SHORT EXERCISE |
Could you rewrite the material below, swapping "casters" for "wheels" everywhere it occurs and leaving everything else as is?

[Pointing dataset records]

++++

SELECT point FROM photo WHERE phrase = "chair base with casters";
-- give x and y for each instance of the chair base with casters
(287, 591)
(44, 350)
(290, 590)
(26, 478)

++++

RESPONSE |
SELECT point FROM photo WHERE phrase = "chair base with wheels";
-- give x and y for each instance of the chair base with wheels
(287, 591)
(44, 350)
(290, 590)
(26, 478)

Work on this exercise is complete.